- Esercizio
Secondo la voce su Valentiniano III, in quale giorno e in quale città fu incoronato solennemente?

=== Brano scelto ===

VALENTINIANO III imperatore
Imperatore romano d'Occidente dal 424 al 455. Nacque nel 419 da Costanzo III (v.) e da Galla Placidia, sorella di Onorio; fu designato alla successione sin da quando Onorio nominò Augusto Costanzo (8 febbraio 421). Dopo la morte di quest'ultimo, Galla Placidia, non si sa precisamente per quale cagione, portando con sé il piccolo V. e la figlia Giusta Grata Onoria, fuggì a Costantinopoli, dove il governo era di fatto nelle mani di Pulcheria. Però la morte di Onorio, avvenuta qualche tempo dopo (15 agosto 423), rese possibile, dopo la breve usurpazione di Giovanni, il suo ritorno in Occidente e la successione di V.
Non sembra che i diritti di V. fossero riconosciuti senz'altro dalla corte di Costantinopoli. In un primo tempo Pulcheria e Teodosio II avrebbero ben volentieri, secondo alcuni storici, colto l'occasione creata dalla morte di Onorio e dall'essere Galla Placidia e i suoi figli completamente in loro balia, per afferrare anche l'Impero d'Occidente e restaurare l'unità dell'impero romano: fu l'usurpazione di Giovanni che indusse l'imperatore d'Oriente a recedere da quest'intenzione. Il ricollocare sul trono d'Occidente i legittimi successori di Onorio parve allora il miglior programma in nome del quale combattere l'usurpatore: V. fu nominato così Cesare in Tessalonica (424), e a cementare l'unione delle due parti dell'impero e l'alleanza tra i due rami dei Teodosidi, fu fidanzato con la figlia di Eudocia e di Teodosio II, la principessina Eudossia. Il 23 ottobre del 425, dopoché i generali di Teodosio II, Aspar e Ardabur, ebbero eliminato Giovanni, V. fu incoronato solennemente in Roma.
Il regno di V. fu uno dei più infelici: esso coincide con l'ultima e più spaventevole crisi, dalla quale il cadente impero d'Occidente non poté più riaversi. La maggior parte dei suoi territorî era già occupata da nazioni barbariche. Pochi anni dopo la sua incoronazione, i Vandali e gli Alani passarono in Africa. Li guidava Genserico. In pochi anni i Vandali s'impadronirono di quasi tutta l'Africa settentrionale; da questa regione ricca di porti essi, assuefattisi ben presto al mare, cominciarono a corseggiare il Mediterraneo. L'impero d'Occidente, che aveva dovuto anche cedere a Teodosio II una gran parte della Pannonia in compenso dell'aiuto prestato a Galla Placidia e a Valentiniano, era ridotto di fatto alla sola Italia e a porzioni isolate nella Rezia, Pannonia, Gallia, Spagna e Libia. L'Italia fu anche funestata dalla guerra civile tra Ezio e Bonifacio, che scoppiò nel 432, conseguenza della rivalità tra i due generali aspiranti alla suprema carica militare. Allorché nel 434 Bonifacio, in uno scontro col suo nemico, cadde mortalmente ferito, Ezio rimase l'unico onnipotente ministro di V. Il governo di quest'uomo geniale ritardò di qualche anno la rovina definitiva dell'impero d'Occidente. In mezzo a tanti disastri si svolgeva la minorità di V.; ma ben presto apparve che l'impero non avrebbe nulla guadagnato con la maggiore età del suo sovrano: inetto, vile, sensuale, egli non era che la copia peggiorata degli altri discendenti del grande Teodosio.

=== Dati estratti ===

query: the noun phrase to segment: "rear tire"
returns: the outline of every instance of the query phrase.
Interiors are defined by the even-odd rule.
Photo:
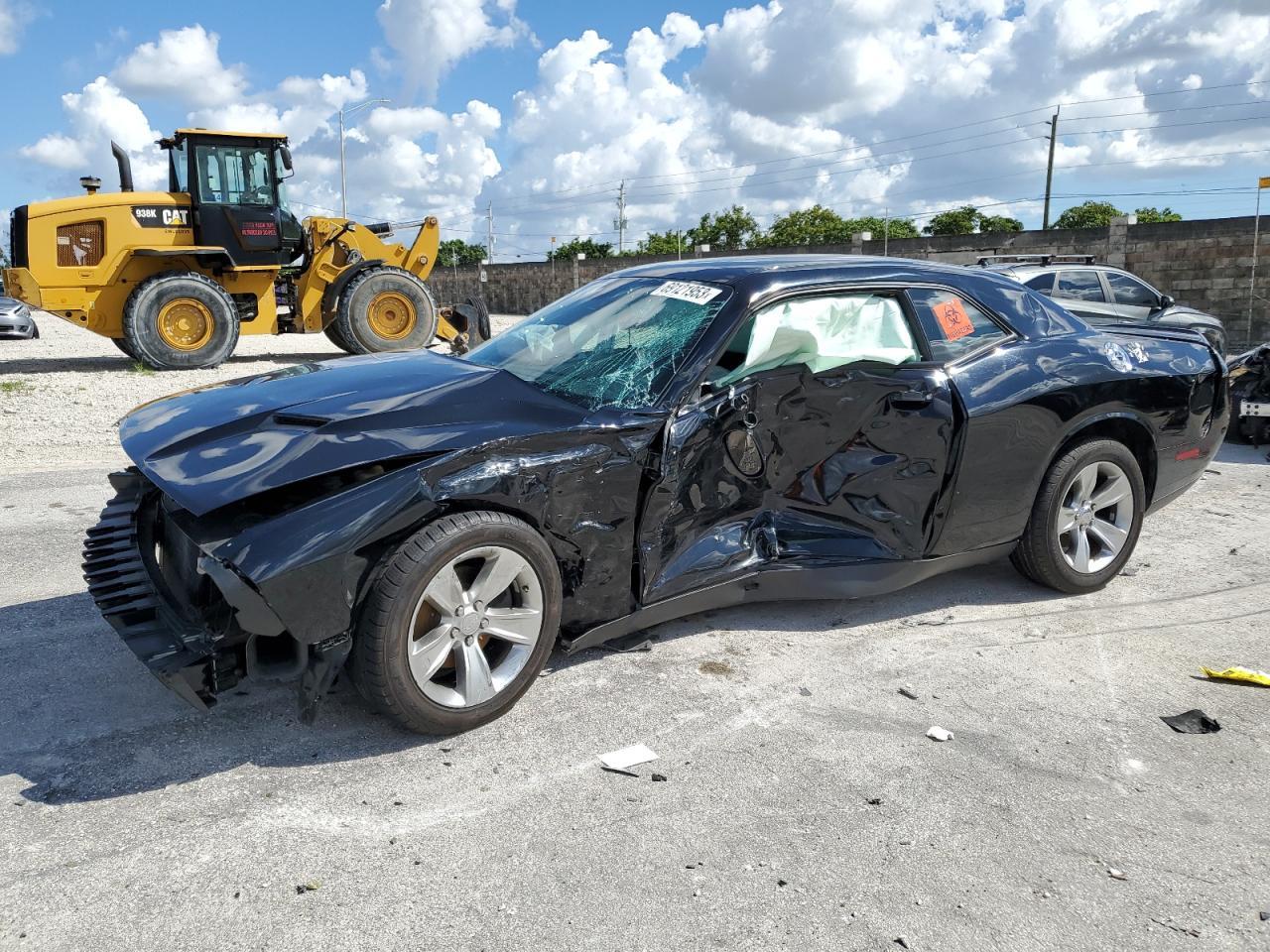
[[[1142,470],[1123,443],[1080,443],[1050,465],[1010,561],[1057,592],[1096,592],[1133,555],[1146,499]]]
[[[197,272],[169,272],[141,282],[123,308],[119,349],[156,371],[218,367],[239,338],[234,298]]]
[[[335,326],[349,353],[419,350],[437,334],[437,305],[410,272],[368,268],[340,294]]]
[[[546,664],[560,602],[555,557],[526,523],[497,512],[437,519],[371,588],[353,644],[357,689],[418,734],[488,724]]]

===

- Risposta
Il 23 ottobre 425, a Roma.